Selected passage »
The investment vehicles that have ruled for longer than the Queen

Laith Khalaf
23 May 2022

•    36 investment trusts still going today pre-date the Queen’s accession to the throne
•    Some investment trusts have had double platinum jubilees
•    But the reign of investment trusts has been usurped by unit trusts
•    Investment trusts v unit trusts- which are better for investors?

Laith Khalaf, head of investment analysis at AJ Bell, comments:

“Seventy years and counting is a pretty good innings for a monarch, but for some investment trusts, it’s only half the time they have been in existence. The UK investment trust industry can chart its history back to 1868, when Queen Victoria sat on the throne, and Foreign and Colonial Investment trust was launched. The trust is still going strong today, having witnessed the reign of six British monarchs, though it’s investment focus is now global shares, rather than the overseas government bonds it held at launch.

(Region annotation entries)

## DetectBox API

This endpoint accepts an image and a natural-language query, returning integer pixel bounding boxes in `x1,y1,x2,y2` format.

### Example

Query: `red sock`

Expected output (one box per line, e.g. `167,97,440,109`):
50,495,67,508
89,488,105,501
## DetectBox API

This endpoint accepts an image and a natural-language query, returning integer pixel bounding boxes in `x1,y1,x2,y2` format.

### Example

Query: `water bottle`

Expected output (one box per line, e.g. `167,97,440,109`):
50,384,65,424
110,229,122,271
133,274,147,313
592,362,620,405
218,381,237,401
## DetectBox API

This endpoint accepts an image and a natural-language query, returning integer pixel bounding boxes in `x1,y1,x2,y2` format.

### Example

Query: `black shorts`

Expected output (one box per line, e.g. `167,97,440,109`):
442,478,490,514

Given instruction 1 »
Transcribe the piece on long-running investment trusts above, everything from "Laith Khalaf, head" down to "held at launch.".
Given instruction 2 »
Pick up the piece on long-running investment trusts where it stops and continue it.

Written response 1 »
Laith Khalaf, head of investment analysis at AJ Bell, comments:

“Seventy years and counting is a pretty good innings for a monarch, but for some investment trusts, it’s only half the time they have been in existence. The UK investment trust industry can chart its history back to 1868, when Queen Victoria sat on the throne, and Foreign and Colonial Investment trust was launched. The trust is still going strong today, having witnessed the reign of six British monarchs, though it’s investment focus is now global shares, rather than the overseas government bonds it held at launch.

Written response 2 »
“In total, 36 investment trusts have been around since before Queen Elizabeth II acceded to the throne, including well-known trusts like Scottish Mortgage (launched 1909), City of London (1888) and Bankers trust (1888), though names and investment mandates may have changed over the years. Many of the first investment trusts were created in Scotland to house the wealth created by the jute boom in the latter half of the nineteenth century, and a good number retain their Scottish heritage through their names and their management today.

“Despite its longevity, the investment trust industry’s primacy has been usurped by a relatively young pretender in the form of unit trusts. The first such fund was launched by M&G in 1931, and today open-ended funds account for around £1.5 trillion of investment, compared to around £270 billion from investment trusts. Of course, the closed-ended nature of investment trusts limits their size compared to their open-ended cousins. Consider that after 150 years, the F&C Investment Trust is one of the biggest in the market, with assets of £5.6 billion, while the open-ended Fundsmith Equity is worth £25.5 billion, a little over a decade since it was launched.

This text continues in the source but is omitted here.